Exercise tasks -
a – Copy from "A modular framework for compressing" to "(2-bit, 4-bit, 8-bit)" in the TinyEdgeLLM project description below.
b – According to the TinyEdgeLLM project description below, which formats does the library support for cross-platform deployment?

Skip to main content

A modular framework for LLM quantization, structured pruning, and edge deployment

Project description

TinyEdgeLLM

DOI PyPI version PyPI downloads Python 3.8+ License: MIT Documentation Code style: black GitHub issues GitHub stars GitHub Actions Last commit

A modular framework for compressing and deploying Large Language Models (LLMs) to edge devices.

Problem

Cloud-based LLMs are unsustainable for IoT and edge applications due to high latency, bandwidth requirements, and energy consumption. TinyEdgeLLM addresses this by enabling efficient on-device inference through model compression techniques.

Solution

TinyEdgeLLM provides a hybrid Python/C++ library that implements:

  • Advanced Quantization: GPTQ, AWQ, and BitsAndBytes 4-bit quantization
  • Structured Pruning: Attention head, neuron, and layer pruning algorithms
  • Knowledge Distillation: Teacher-student training for compressed models
  • Mixed-precision quantization (2-bit, 4-bit, 8-bit)
  • Cross-platform deployment to ONNX, TensorFlow Lite, and TorchScript
  • Edge-device optimization for TinyML-class hardware

Features

  • Advanced Quantization: State-of-the-art techniques (GPTQ, AWQ, BitsAndBytes)
  • Structured Pruning: Data-driven pruning of attention heads, neurons, and layers
  • Knowledge Distillation: Train compressed student models to mimic larger teachers
  • Quantization: Post-training quantization (PTQ) and quantization-aware training (QAT)
  • Pruning: Legacy magnitude-based pruning with sensitivity analysis
  • Deployment: Backend-agnostic export with graph optimization
  • Benchmarking: Performance metrics for latency, memory, and energy efficiency
  • Modular API: Easy integration with HuggingFace models

Performance Results

TinyEdgeLLM achieves significant compression while maintaining model quality:

Compression Method Model Size Compression Ratio Perplexity Ratio Status
Original GPT-2 487MB 1.0x 1.00 Baseline
Basic 8-bit Quantization 249MB 1.95x 1.00 ✅ Working
Basic 4-bit Quantization 249MB 1.95x 1.00 ✅ Working
4-bit + Structured Pruning ~174MB ~2.8x ~1.05 ✅ Working
4-bit + Pruning + Distillation ~152MB ~3.2x ~1.02 ✅ Working

Key Achievements:

  • Up to 3.2x compression with minimal quality degradation (<2% perplexity increase)
  • Modular pipeline combining quantization, pruning, and distillation
  • Research-grade techniques including GPTQ, AWQ, and knowledge distillation
  • Production-ready with ONNX export and benchmarking tools

Advanced Compression Techniques

Quantization Methods

  • GPTQ (Gradient-based Post-Training Quantization): Optimal 4-bit quantization using gradient information
  • AWQ (Activation-aware Weight Quantization): Protects salient weights based on activation patterns
  • BitsAndBytes: Efficient 4-bit quantization with hardware acceleration support

Structured Pruning

  • Attention Head Pruning: Removes redundant attention heads based on importance scores
  • Neuron Pruning: Magnitude-based pruning of neurons in linear layers
  • Layer Pruning: Removes entire transformer layers (experimental)

Recorded data -

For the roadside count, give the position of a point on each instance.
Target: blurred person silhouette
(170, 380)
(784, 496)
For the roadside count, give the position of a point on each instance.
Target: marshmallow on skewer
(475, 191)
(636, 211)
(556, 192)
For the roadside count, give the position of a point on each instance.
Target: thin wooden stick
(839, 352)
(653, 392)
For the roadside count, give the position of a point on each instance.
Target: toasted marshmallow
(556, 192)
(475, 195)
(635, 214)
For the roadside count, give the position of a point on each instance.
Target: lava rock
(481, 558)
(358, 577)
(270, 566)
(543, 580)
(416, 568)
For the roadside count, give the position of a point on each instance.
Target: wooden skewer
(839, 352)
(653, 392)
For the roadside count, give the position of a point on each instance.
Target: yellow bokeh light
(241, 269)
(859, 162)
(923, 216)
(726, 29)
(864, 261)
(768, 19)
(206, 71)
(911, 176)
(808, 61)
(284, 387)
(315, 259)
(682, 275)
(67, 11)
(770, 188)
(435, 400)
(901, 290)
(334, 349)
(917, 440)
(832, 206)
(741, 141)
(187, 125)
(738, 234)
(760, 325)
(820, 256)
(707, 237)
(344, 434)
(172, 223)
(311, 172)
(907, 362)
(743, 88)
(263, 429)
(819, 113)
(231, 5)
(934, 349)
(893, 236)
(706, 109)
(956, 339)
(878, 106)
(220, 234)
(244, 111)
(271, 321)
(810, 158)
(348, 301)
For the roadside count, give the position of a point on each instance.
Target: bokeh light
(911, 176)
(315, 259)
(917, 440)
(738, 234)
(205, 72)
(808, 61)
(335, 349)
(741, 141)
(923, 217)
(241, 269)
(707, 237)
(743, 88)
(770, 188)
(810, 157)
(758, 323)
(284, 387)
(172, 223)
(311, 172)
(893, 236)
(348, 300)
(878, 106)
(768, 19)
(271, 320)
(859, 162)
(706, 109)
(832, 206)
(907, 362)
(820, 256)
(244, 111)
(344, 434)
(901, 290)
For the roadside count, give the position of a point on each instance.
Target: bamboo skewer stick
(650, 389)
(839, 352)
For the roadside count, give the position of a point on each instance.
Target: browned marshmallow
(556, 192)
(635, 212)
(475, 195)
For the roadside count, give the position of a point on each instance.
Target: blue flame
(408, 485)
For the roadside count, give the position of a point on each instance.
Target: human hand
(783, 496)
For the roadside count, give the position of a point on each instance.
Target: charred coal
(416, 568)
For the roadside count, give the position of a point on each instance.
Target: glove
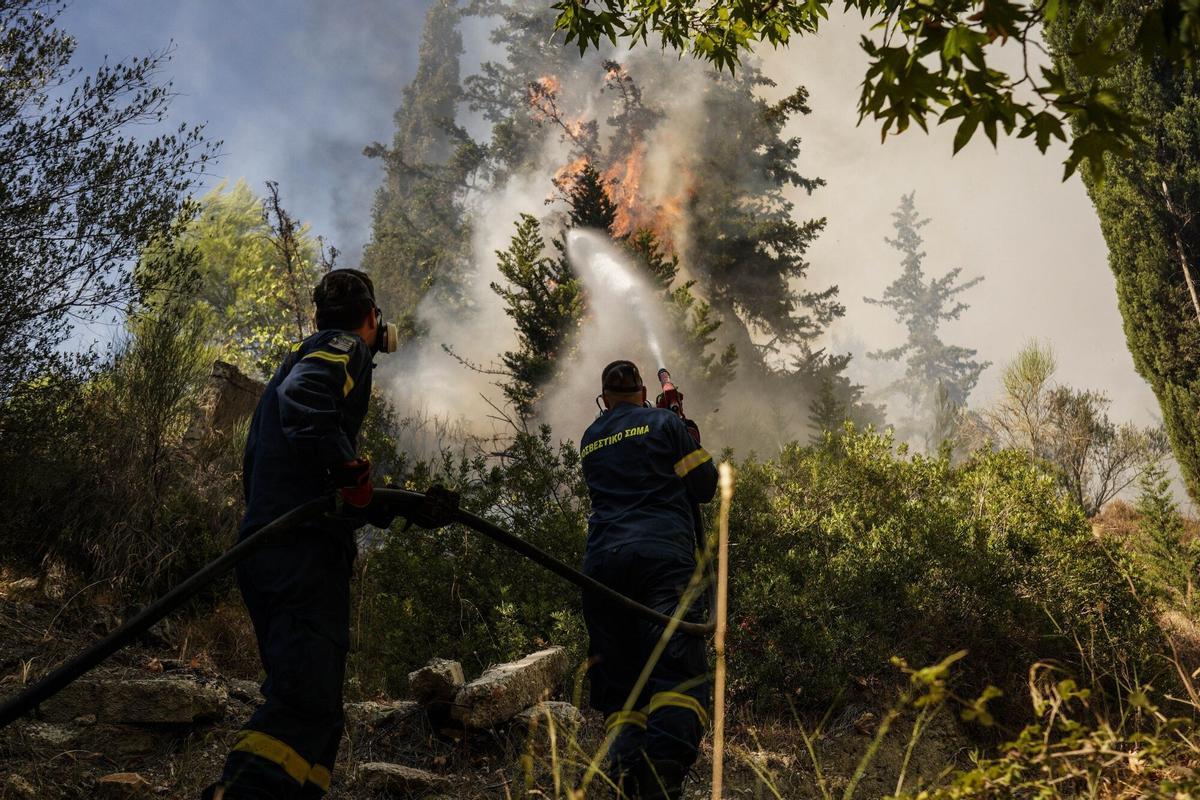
(353, 482)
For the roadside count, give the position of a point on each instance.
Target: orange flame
(634, 210)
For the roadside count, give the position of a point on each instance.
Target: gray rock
(504, 691)
(154, 701)
(400, 781)
(228, 398)
(438, 680)
(123, 786)
(564, 715)
(34, 739)
(15, 786)
(246, 691)
(371, 714)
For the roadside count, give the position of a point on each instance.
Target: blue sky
(294, 88)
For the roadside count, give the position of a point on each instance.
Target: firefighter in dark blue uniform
(647, 474)
(303, 444)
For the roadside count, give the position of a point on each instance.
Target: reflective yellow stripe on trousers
(321, 777)
(275, 751)
(678, 699)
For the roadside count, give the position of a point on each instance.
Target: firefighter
(303, 444)
(646, 474)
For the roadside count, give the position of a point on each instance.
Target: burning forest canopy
(683, 168)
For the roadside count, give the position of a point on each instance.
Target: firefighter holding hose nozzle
(646, 474)
(303, 444)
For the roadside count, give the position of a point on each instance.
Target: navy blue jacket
(306, 421)
(645, 473)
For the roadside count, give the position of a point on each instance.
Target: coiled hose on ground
(405, 503)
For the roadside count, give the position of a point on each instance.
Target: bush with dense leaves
(453, 593)
(847, 554)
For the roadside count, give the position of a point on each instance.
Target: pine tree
(922, 304)
(827, 414)
(694, 322)
(1173, 557)
(591, 206)
(543, 299)
(1147, 206)
(419, 230)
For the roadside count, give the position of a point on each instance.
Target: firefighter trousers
(658, 734)
(298, 595)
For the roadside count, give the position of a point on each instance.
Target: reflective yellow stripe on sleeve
(678, 699)
(691, 461)
(275, 751)
(342, 359)
(321, 777)
(624, 717)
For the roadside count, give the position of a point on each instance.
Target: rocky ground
(157, 719)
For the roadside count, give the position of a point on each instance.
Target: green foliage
(257, 268)
(589, 203)
(419, 230)
(454, 594)
(933, 368)
(749, 246)
(544, 301)
(1067, 429)
(933, 59)
(100, 477)
(1147, 206)
(847, 554)
(1080, 745)
(1169, 552)
(79, 196)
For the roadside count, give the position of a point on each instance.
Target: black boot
(628, 786)
(661, 780)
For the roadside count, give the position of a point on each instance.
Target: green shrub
(97, 475)
(453, 593)
(847, 554)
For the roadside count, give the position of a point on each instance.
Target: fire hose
(407, 504)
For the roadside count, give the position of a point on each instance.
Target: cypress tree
(1146, 203)
(543, 299)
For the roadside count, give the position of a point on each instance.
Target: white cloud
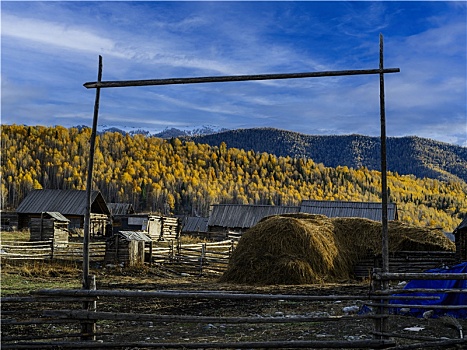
(55, 34)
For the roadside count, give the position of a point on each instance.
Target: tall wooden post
(384, 185)
(88, 329)
(87, 217)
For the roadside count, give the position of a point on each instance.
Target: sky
(50, 49)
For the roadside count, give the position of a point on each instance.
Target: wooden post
(150, 253)
(384, 189)
(87, 217)
(377, 286)
(201, 258)
(88, 328)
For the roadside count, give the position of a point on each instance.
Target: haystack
(306, 248)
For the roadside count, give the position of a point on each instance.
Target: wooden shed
(51, 226)
(460, 237)
(195, 226)
(344, 209)
(9, 220)
(128, 247)
(237, 218)
(120, 208)
(157, 227)
(70, 203)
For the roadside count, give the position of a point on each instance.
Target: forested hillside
(182, 177)
(405, 155)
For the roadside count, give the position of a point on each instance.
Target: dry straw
(306, 248)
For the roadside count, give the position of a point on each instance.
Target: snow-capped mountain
(167, 132)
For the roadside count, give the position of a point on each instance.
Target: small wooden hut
(128, 247)
(157, 227)
(50, 226)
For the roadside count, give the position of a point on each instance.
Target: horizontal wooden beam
(231, 78)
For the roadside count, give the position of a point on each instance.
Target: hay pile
(306, 248)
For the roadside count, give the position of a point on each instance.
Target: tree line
(182, 177)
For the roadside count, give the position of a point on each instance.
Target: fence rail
(67, 312)
(48, 250)
(192, 258)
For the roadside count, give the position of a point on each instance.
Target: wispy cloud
(49, 49)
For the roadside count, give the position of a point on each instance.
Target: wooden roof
(57, 216)
(120, 208)
(195, 224)
(244, 216)
(333, 209)
(134, 236)
(66, 202)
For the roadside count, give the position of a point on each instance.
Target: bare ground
(157, 279)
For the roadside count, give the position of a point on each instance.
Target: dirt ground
(414, 330)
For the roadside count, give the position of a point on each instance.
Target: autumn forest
(181, 177)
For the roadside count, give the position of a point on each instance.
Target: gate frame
(99, 84)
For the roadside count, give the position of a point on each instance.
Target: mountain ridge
(408, 155)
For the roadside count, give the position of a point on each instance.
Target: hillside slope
(405, 155)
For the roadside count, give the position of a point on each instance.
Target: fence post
(88, 328)
(51, 249)
(201, 258)
(380, 323)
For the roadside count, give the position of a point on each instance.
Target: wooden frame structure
(381, 71)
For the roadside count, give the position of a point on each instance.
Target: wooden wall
(48, 229)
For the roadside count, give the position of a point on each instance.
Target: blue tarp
(444, 298)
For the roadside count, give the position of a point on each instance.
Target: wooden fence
(47, 250)
(65, 323)
(196, 258)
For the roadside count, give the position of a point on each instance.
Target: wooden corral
(128, 247)
(70, 203)
(460, 234)
(51, 226)
(405, 262)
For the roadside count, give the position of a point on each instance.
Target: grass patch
(21, 278)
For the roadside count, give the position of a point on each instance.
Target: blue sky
(49, 49)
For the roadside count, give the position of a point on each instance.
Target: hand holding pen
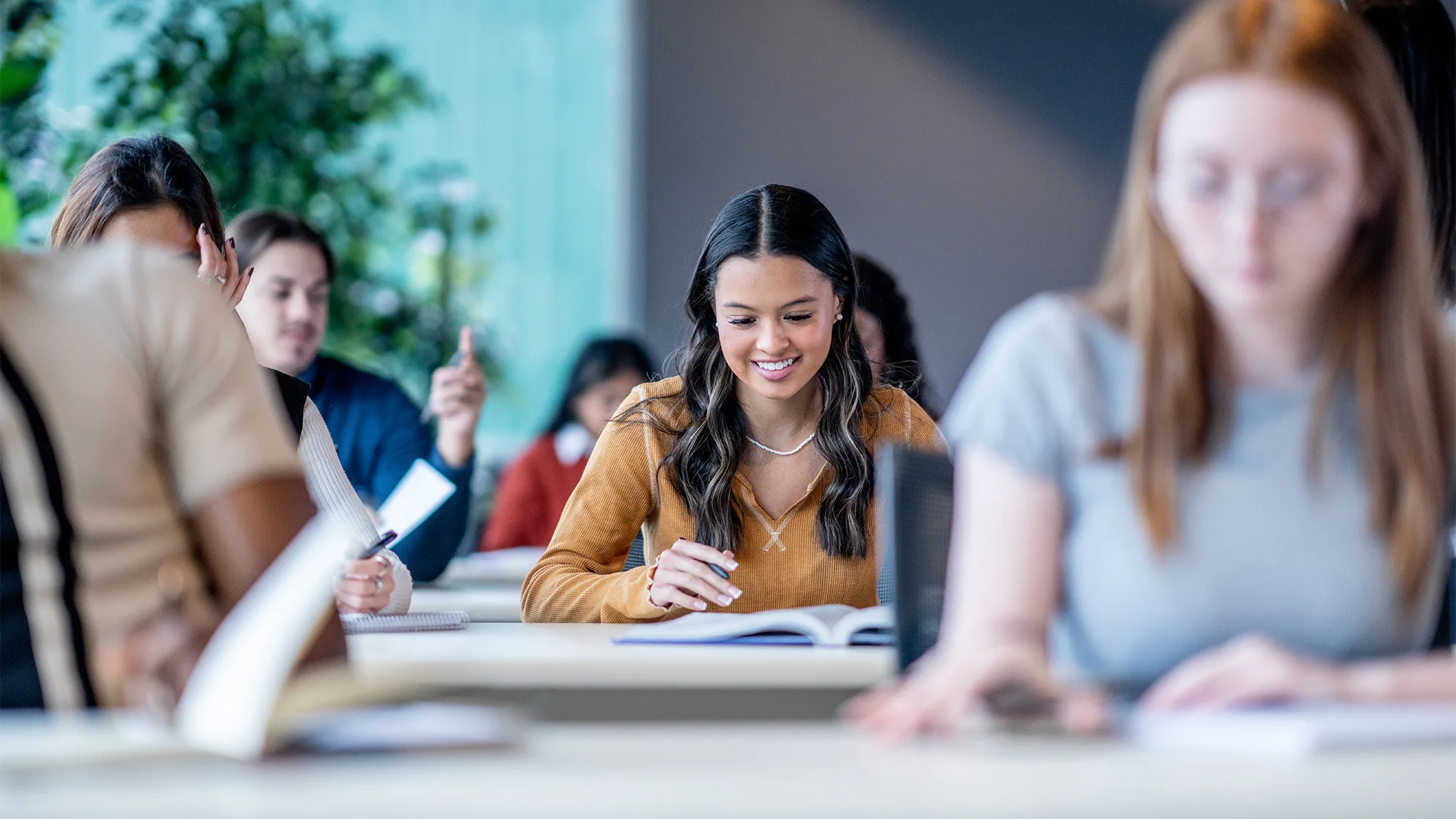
(368, 582)
(691, 574)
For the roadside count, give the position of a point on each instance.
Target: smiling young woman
(758, 459)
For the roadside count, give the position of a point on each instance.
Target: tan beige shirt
(781, 564)
(152, 404)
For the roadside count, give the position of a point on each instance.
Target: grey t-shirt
(1259, 548)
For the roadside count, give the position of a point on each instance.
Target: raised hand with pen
(456, 397)
(219, 264)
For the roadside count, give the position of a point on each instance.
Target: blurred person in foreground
(883, 320)
(151, 190)
(379, 430)
(148, 477)
(1225, 477)
(535, 488)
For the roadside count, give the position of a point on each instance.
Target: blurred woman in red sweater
(535, 488)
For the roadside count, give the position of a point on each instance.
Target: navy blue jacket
(379, 435)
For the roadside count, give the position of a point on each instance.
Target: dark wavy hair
(1422, 43)
(599, 360)
(136, 173)
(772, 221)
(882, 298)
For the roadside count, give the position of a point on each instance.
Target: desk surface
(752, 771)
(503, 654)
(484, 604)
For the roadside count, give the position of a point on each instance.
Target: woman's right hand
(682, 577)
(221, 267)
(947, 688)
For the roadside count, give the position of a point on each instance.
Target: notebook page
(449, 620)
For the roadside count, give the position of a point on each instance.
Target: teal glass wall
(535, 107)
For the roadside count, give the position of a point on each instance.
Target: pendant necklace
(780, 451)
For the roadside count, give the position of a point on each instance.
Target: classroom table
(484, 604)
(742, 771)
(506, 567)
(577, 672)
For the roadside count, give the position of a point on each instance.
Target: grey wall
(975, 148)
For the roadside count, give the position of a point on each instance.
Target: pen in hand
(679, 579)
(384, 541)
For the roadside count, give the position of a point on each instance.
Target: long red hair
(1381, 333)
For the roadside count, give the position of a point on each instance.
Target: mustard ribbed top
(781, 564)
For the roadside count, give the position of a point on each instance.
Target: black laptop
(915, 496)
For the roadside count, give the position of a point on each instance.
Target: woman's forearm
(1407, 679)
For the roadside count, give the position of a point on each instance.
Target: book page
(863, 620)
(815, 622)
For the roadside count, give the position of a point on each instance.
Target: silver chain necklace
(780, 451)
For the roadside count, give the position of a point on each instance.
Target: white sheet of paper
(228, 701)
(419, 494)
(1295, 730)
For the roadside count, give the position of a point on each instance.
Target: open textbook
(810, 625)
(1294, 730)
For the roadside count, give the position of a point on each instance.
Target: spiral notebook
(416, 621)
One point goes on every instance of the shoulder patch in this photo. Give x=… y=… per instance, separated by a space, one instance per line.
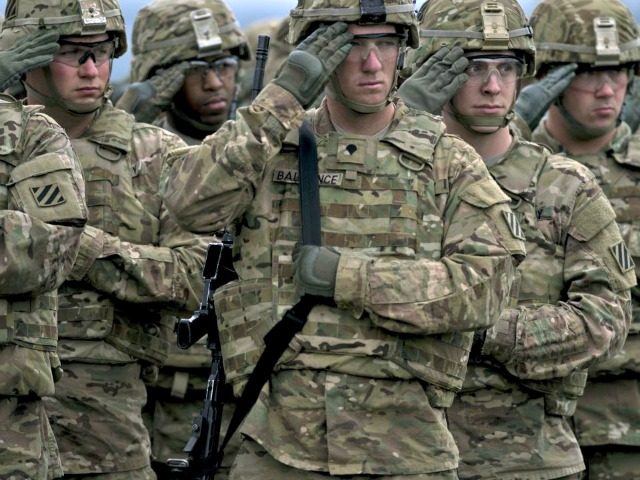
x=48 y=195
x=622 y=256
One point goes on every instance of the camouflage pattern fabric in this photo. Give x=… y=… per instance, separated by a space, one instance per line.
x=135 y=271
x=574 y=309
x=614 y=462
x=42 y=211
x=609 y=412
x=253 y=462
x=343 y=399
x=164 y=34
x=564 y=32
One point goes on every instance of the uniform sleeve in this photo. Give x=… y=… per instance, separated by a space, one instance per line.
x=551 y=340
x=40 y=230
x=467 y=287
x=209 y=186
x=167 y=268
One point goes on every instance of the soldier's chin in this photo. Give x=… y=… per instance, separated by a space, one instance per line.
x=484 y=129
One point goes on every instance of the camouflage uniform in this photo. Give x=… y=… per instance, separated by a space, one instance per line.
x=609 y=414
x=179 y=392
x=166 y=33
x=607 y=422
x=136 y=269
x=573 y=303
x=43 y=211
x=425 y=258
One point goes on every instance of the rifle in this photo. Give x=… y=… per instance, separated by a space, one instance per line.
x=204 y=454
x=202 y=449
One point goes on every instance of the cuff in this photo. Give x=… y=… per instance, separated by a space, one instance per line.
x=500 y=341
x=351 y=283
x=91 y=246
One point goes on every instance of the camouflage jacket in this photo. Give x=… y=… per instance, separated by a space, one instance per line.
x=41 y=218
x=574 y=309
x=426 y=257
x=599 y=420
x=135 y=264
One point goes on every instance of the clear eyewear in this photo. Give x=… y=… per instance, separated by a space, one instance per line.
x=594 y=79
x=225 y=68
x=76 y=54
x=385 y=45
x=507 y=70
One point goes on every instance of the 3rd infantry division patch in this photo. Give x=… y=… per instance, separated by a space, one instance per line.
x=622 y=256
x=48 y=195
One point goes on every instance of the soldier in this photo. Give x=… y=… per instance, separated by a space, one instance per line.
x=185 y=66
x=135 y=265
x=41 y=218
x=602 y=38
x=416 y=253
x=166 y=34
x=573 y=305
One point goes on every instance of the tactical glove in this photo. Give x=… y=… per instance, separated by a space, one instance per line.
x=147 y=100
x=631 y=108
x=315 y=270
x=535 y=99
x=36 y=50
x=436 y=81
x=308 y=67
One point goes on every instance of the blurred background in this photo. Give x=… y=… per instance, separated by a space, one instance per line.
x=249 y=11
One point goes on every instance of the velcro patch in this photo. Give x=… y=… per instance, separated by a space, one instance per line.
x=514 y=225
x=48 y=195
x=292 y=176
x=622 y=256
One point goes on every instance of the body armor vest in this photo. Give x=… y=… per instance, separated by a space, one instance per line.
x=124 y=204
x=541 y=274
x=28 y=321
x=619 y=176
x=377 y=196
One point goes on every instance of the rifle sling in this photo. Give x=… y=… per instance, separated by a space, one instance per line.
x=279 y=337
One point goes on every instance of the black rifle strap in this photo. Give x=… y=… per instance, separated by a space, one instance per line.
x=278 y=338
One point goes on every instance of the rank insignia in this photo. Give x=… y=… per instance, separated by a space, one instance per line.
x=48 y=195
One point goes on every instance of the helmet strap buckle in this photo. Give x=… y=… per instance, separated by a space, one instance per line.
x=494 y=20
x=607 y=48
x=92 y=17
x=206 y=31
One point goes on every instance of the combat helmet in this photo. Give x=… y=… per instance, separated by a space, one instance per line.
x=67 y=17
x=477 y=25
x=166 y=32
x=593 y=32
x=485 y=26
x=309 y=14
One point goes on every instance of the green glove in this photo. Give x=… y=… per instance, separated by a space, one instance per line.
x=36 y=50
x=147 y=100
x=535 y=99
x=631 y=108
x=436 y=81
x=308 y=67
x=315 y=270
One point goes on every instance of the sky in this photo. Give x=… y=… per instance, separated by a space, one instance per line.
x=249 y=11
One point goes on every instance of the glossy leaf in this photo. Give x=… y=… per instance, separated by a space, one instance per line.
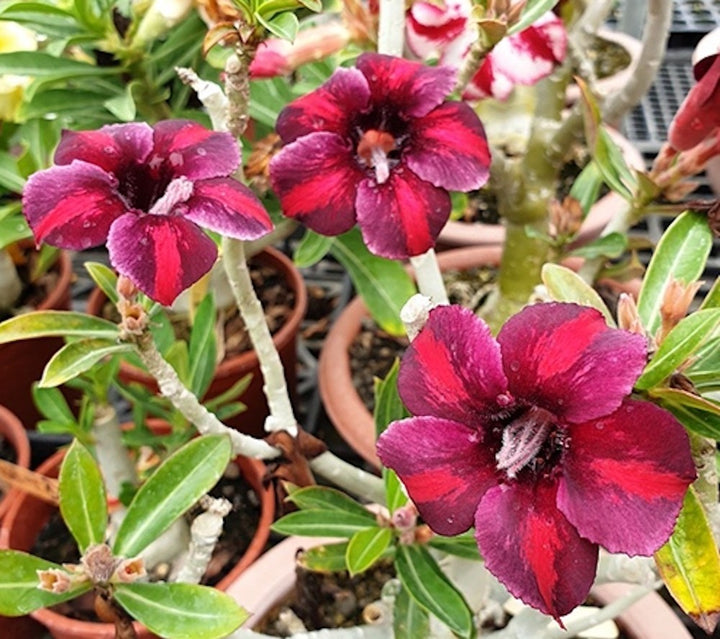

Task-by-task solutions -
a –
A modular framework for compressing and deploying Large Language Models (LLMs) to edge devices.

Problem

Cloud-based LLMs are unsustainable for IoT and edge applications due to high latency, bandwidth requirements, and energy consumption. TinyEdgeLLM addresses this by enabling efficient on-device inference through model compression techniques.

Solution

TinyEdgeLLM provides a hybrid Python/C++ library that implements:

  • Advanced Quantization: GPTQ, AWQ, and BitsAndBytes 4-bit quantization
  • Structured Pruning: Attention head, neuron, and layer pruning algorithms
  • Knowledge Distillation: Teacher-student training for compressed models
  • Mixed-precision quantization (2-bit, 4-bit, 8-bit)

b – ONNX, TensorFlow Lite, and TorchScript.